*** TASK MATERIAL

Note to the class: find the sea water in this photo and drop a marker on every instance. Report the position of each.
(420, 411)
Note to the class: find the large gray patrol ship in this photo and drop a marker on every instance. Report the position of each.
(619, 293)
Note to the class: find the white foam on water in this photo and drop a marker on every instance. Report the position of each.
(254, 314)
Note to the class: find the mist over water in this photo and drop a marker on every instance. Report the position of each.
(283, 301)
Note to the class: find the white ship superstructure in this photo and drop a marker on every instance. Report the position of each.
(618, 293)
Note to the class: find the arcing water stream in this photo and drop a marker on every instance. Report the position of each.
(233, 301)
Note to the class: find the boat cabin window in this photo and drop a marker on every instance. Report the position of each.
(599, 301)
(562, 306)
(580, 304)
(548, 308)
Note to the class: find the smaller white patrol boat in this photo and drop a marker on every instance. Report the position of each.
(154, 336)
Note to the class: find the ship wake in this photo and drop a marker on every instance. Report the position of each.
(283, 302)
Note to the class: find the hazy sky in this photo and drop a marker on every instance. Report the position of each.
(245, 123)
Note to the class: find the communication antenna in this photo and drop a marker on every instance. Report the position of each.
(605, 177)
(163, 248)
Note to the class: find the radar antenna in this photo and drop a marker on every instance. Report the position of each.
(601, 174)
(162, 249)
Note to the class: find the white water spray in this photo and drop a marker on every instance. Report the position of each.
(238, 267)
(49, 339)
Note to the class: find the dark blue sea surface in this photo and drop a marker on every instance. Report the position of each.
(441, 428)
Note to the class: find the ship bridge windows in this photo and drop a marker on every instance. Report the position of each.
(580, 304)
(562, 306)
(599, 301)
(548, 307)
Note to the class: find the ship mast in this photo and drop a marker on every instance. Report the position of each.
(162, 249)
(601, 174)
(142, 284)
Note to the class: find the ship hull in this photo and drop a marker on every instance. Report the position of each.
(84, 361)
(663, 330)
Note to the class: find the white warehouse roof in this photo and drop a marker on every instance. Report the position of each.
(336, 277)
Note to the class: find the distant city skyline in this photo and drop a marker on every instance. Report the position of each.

******

=== PROBLEM STATEMENT ===
Can you render every line of the entries above as a Markdown table with the columns Row and Line, numbering the rows and omitting blank lines?

=== SOLVED EXERCISE ===
| Row | Line |
|---|---|
| 1 | Note to the class: find the sea water in this photo and drop a marker on every instance. Report the position of each. |
| 2 | (420, 411) |
| 3 | Note to the class: find the large gray patrol ship in this photo and drop a marker on every instance. Report the position of each. |
| 4 | (619, 293) |
| 5 | Note to the class: find the white foam on water in this photo and drop a marker on every instance. Report the position of each. |
| 6 | (254, 314) |
| 7 | Note to the class: find the mist over water in this photo and drop a marker on every instance. Report the position of each. |
| 8 | (283, 301) |
| 9 | Note to the class: find the white ship superstructure in this photo and drop a marker on every instance. Report the position of each. |
| 10 | (618, 293) |
| 11 | Note to the class: find the arcing water stream in this photo and drop a marker on every instance. Report the position of each. |
| 12 | (233, 301) |
| 13 | Note to the class: find the boat cabin window in this photo and drop a marker on every instance. Report the position of each. |
| 14 | (599, 301) |
| 15 | (562, 306) |
| 16 | (580, 304) |
| 17 | (548, 308) |
| 18 | Note to the class: find the smaller white patrol boat in this photo and drop a marker on every instance. Report the position of each. |
| 19 | (154, 336) |
| 20 | Note to the class: find the ship wake in this photo and drop a marker on every instance. Report the position of each. |
| 21 | (283, 302) |
| 22 | Note to the class: find the hazy sky in this photo and drop a marker on every instance. Report the position of each. |
| 23 | (245, 123) |
| 24 | Note to the class: find the communication antenna in this photo and drop a marker on every instance. Report the position of each. |
| 25 | (605, 177) |
| 26 | (163, 248) |
| 27 | Note to the class: find the radar antenna in this photo and drop a marker on every instance. Report the position of each. |
| 28 | (601, 174) |
| 29 | (162, 249) |
| 30 | Note to the class: find the white water spray in this photo and drop a marker on every instance. Report the position of each. |
| 31 | (238, 267) |
| 32 | (49, 339) |
| 33 | Note to the class: find the dark blue sea surface in this photo and drop a marker on every instance. Report the position of each. |
| 34 | (441, 428) |
| 35 | Note to the class: find the ship bridge windows in this photo and drop a marker on every instance. Report the position of each. |
| 36 | (580, 304) |
| 37 | (562, 306) |
| 38 | (599, 301) |
| 39 | (548, 307) |
| 40 | Note to the class: find the ship mast in this photo and drop a marker on every instance. Report the position of each. |
| 41 | (162, 249) |
| 42 | (601, 174) |
| 43 | (142, 284) |
| 44 | Note to the class: find the ship hull in this photo and drop a marker on every instance. Report the position of each. |
| 45 | (84, 361) |
| 46 | (663, 330) |
| 47 | Note to the class: find the white warehouse roof in this photo and drop a marker on every instance. Report the position of each. |
| 48 | (336, 277) |
| 49 | Note to the class: find the distant city skyline in this photo and drop a marker on every instance. Report the position of each. |